begin TASK MATERIAL
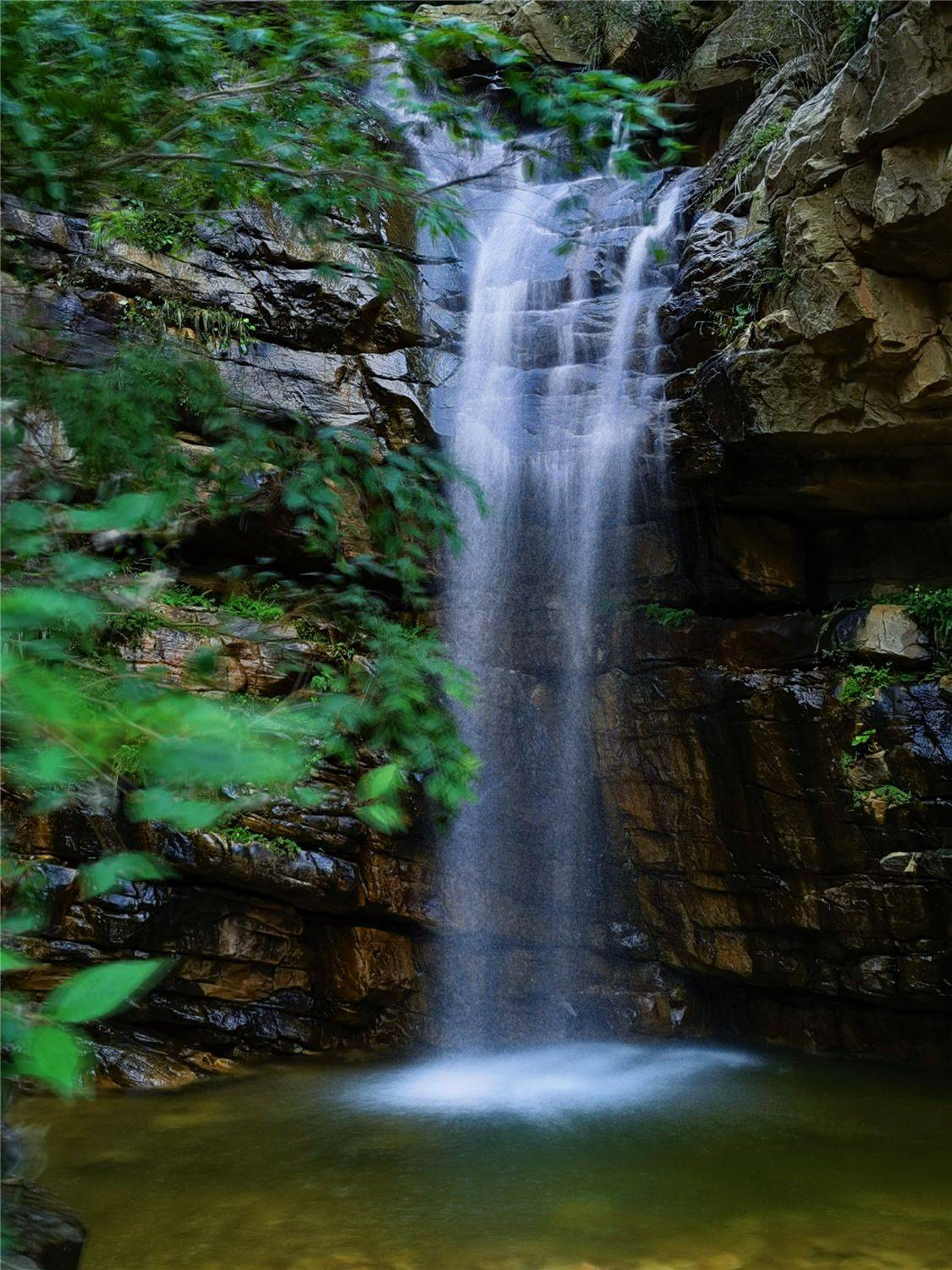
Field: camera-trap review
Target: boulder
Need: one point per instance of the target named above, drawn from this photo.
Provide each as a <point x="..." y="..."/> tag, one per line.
<point x="43" y="1231"/>
<point x="883" y="632"/>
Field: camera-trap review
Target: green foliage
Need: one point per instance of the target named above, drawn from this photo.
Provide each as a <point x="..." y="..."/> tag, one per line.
<point x="932" y="610"/>
<point x="278" y="843"/>
<point x="893" y="795"/>
<point x="151" y="229"/>
<point x="75" y="713"/>
<point x="673" y="619"/>
<point x="213" y="328"/>
<point x="160" y="117"/>
<point x="162" y="113"/>
<point x="102" y="990"/>
<point x="730" y="327"/>
<point x="860" y="15"/>
<point x="182" y="596"/>
<point x="43" y="1041"/>
<point x="865" y="682"/>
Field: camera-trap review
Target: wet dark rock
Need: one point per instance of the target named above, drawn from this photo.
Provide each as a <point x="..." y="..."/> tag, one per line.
<point x="45" y="1234"/>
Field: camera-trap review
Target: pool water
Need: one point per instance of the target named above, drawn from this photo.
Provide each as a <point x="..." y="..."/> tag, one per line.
<point x="571" y="1157"/>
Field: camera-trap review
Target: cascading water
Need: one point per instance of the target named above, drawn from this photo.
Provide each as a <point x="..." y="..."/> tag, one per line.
<point x="556" y="411"/>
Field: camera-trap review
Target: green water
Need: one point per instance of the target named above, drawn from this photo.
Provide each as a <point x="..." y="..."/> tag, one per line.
<point x="758" y="1162"/>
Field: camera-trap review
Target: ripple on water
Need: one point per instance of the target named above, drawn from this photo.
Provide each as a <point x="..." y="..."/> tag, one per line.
<point x="545" y="1081"/>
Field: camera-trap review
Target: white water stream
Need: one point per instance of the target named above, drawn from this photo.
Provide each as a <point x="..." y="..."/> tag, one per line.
<point x="556" y="409"/>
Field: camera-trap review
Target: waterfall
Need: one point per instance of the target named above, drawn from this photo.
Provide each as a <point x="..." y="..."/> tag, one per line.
<point x="556" y="411"/>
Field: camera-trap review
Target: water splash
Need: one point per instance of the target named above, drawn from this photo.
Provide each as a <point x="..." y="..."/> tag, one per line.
<point x="558" y="411"/>
<point x="548" y="1082"/>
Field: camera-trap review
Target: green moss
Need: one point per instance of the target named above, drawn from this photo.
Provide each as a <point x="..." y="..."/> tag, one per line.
<point x="149" y="229"/>
<point x="931" y="610"/>
<point x="893" y="794"/>
<point x="673" y="619"/>
<point x="215" y="328"/>
<point x="279" y="845"/>
<point x="865" y="682"/>
<point x="183" y="596"/>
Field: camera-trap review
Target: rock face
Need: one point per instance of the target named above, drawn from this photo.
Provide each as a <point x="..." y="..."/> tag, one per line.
<point x="316" y="941"/>
<point x="786" y="826"/>
<point x="779" y="823"/>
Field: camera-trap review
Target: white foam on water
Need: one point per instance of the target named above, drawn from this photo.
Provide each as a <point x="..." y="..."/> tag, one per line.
<point x="545" y="1081"/>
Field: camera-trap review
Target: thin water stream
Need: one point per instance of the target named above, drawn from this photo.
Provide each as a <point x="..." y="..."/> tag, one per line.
<point x="556" y="409"/>
<point x="655" y="1157"/>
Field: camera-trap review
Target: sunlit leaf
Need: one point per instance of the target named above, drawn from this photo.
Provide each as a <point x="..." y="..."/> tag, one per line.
<point x="102" y="990"/>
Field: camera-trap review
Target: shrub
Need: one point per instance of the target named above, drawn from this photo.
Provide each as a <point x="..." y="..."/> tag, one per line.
<point x="865" y="682"/>
<point x="673" y="619"/>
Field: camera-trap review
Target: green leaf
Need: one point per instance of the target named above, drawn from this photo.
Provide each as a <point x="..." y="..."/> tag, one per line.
<point x="12" y="960"/>
<point x="381" y="817"/>
<point x="102" y="876"/>
<point x="380" y="781"/>
<point x="53" y="1056"/>
<point x="182" y="813"/>
<point x="102" y="990"/>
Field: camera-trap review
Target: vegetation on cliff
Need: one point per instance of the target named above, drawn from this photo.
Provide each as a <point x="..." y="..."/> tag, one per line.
<point x="155" y="119"/>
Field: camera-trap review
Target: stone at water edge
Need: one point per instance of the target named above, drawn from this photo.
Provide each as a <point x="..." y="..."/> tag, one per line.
<point x="883" y="632"/>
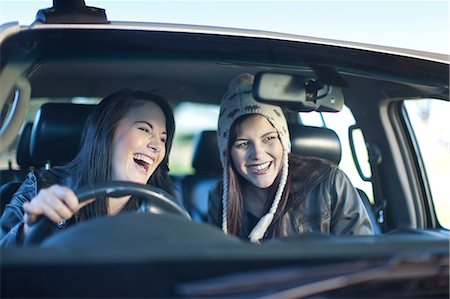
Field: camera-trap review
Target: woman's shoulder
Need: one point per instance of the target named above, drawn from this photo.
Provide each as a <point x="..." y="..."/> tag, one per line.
<point x="48" y="177"/>
<point x="311" y="166"/>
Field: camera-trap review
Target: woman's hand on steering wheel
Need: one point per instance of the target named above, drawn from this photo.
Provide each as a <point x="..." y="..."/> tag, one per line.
end TASK MATERIAL
Give an exact reproduction of every line, leaving out any picture.

__RESPONSE__
Field: camera-trap review
Target: boulder
Need: one point per instance of the target named above, drawn from this photo.
Provide each as a <point x="..." y="..."/> tag, one per line.
<point x="43" y="1231"/>
<point x="883" y="632"/>
Field: camera-trap review
Target: green foliage
Need: one point per instance of the target named above, drawn from this photo.
Provide each as a <point x="..." y="..."/> tag, one per line.
<point x="932" y="610"/>
<point x="278" y="843"/>
<point x="893" y="795"/>
<point x="151" y="229"/>
<point x="75" y="713"/>
<point x="673" y="619"/>
<point x="213" y="328"/>
<point x="160" y="117"/>
<point x="162" y="113"/>
<point x="102" y="990"/>
<point x="730" y="327"/>
<point x="860" y="15"/>
<point x="182" y="596"/>
<point x="43" y="1041"/>
<point x="865" y="682"/>
Field: camera-trap review
Target: wet dark rock
Need: one point per instance of the target named above, drawn from this photo.
Provide each as a <point x="..." y="..."/> tag, one per line.
<point x="45" y="1234"/>
Field: camera-trap review
Target: pool water
Need: one point per instance of the target named above, drawn from this photo.
Provide each as a <point x="..." y="..."/> tag, one per line.
<point x="571" y="1157"/>
Field: camera-trap review
Target: cascading water
Need: one point per instance of the target named above, drawn from this photo.
Provide each as a <point x="..." y="..."/> tag, one per line.
<point x="556" y="411"/>
Field: camera-trap review
Target: green water
Need: one point per instance of the target named above, drawn from this photo.
Provide each as a <point x="..." y="..."/> tag, one per line.
<point x="758" y="1162"/>
Field: camera-trap review
Target: ripple on water
Need: one point per instance of the target named above, drawn from this photo.
Provide each as a <point x="..." y="..."/> tag, one per line.
<point x="545" y="1081"/>
Field: camera-trap review
Target: white water stream
Need: one point per instance of the target named above, drawn from this photo.
Provide each as a <point x="..." y="..."/> tag, one per line.
<point x="556" y="409"/>
Field: camera-trap review
Target: waterfall
Need: one point per instance of the target named above, drawn from this photo.
Provide each as a <point x="..." y="..."/> tag, one per line.
<point x="556" y="411"/>
Field: camera-trap review
Target: water splash
Need: one point per instance of the target named above, drawn from this photo.
Provide each as a <point x="..." y="..."/> tag, one per line.
<point x="558" y="411"/>
<point x="548" y="1082"/>
Field: camera-trap review
Target: green moss
Need: one point per instance of the target named above, drawn from this photo.
Provide each as a <point x="..." y="..."/> tag, one per line.
<point x="149" y="229"/>
<point x="931" y="610"/>
<point x="893" y="794"/>
<point x="673" y="619"/>
<point x="215" y="328"/>
<point x="279" y="845"/>
<point x="865" y="682"/>
<point x="183" y="596"/>
Field: camera-trap review
Target: rock face
Need: one point per instance of the target named above, drawn from this photo.
Provide each as a <point x="..." y="..."/> tag, one per line.
<point x="316" y="941"/>
<point x="786" y="826"/>
<point x="779" y="823"/>
Field: camera-trap review
Target: white foam on water
Need: one point per instance of the target named above, drawn from this photo.
Provide each as a <point x="..." y="..."/> tag, one per line.
<point x="545" y="1081"/>
Field: camera-trap review
Target: thin water stream
Need: one point per instance of the target named above, drawn from this photo.
Provide each as a <point x="..." y="..."/> tag, one per line.
<point x="556" y="409"/>
<point x="655" y="1157"/>
Field: camera-trap review
Target: sunlit leaf
Need: one point per instance of the target named above, drawn from this photo.
Provide each as a <point x="..." y="..."/> tag, one per line.
<point x="102" y="990"/>
Field: camera-trap review
Target: shrub
Need: one point per instance of the target named above, drawn from this photo.
Provide each as a <point x="..." y="..."/> tag, one per line.
<point x="865" y="682"/>
<point x="673" y="619"/>
Field: camera-trap review
Target: green leaf
Need: one point per instance of the target named above, drawn from this photo.
Provide each as a <point x="..." y="..."/> tag, one per line.
<point x="12" y="960"/>
<point x="381" y="817"/>
<point x="102" y="876"/>
<point x="380" y="781"/>
<point x="53" y="1056"/>
<point x="182" y="813"/>
<point x="102" y="990"/>
Field: camera-trap review
Target: vegetation on cliff
Need: one point per instance of the target named above, drawn from this photo.
Provide each as a <point x="..." y="..."/> tag, one per line.
<point x="155" y="119"/>
Field: camera-trap review
Target: stone at water edge
Need: one point per instance of the target named above, drawn from this photo.
Provide each as a <point x="..." y="..."/> tag, one per line.
<point x="883" y="632"/>
Field: camera-trap review
Target: woman's shoulder
Need: one point per instance of the target named above, drawn from this photo.
Provide each as a <point x="..." y="..."/> tag, one per line.
<point x="48" y="177"/>
<point x="311" y="166"/>
Field: camera-trap review
Target: woman's hand on steering wheel
Need: one point per instance of the target named above, drawn from this photo.
Provide each as a <point x="..." y="..."/> tag, one per line.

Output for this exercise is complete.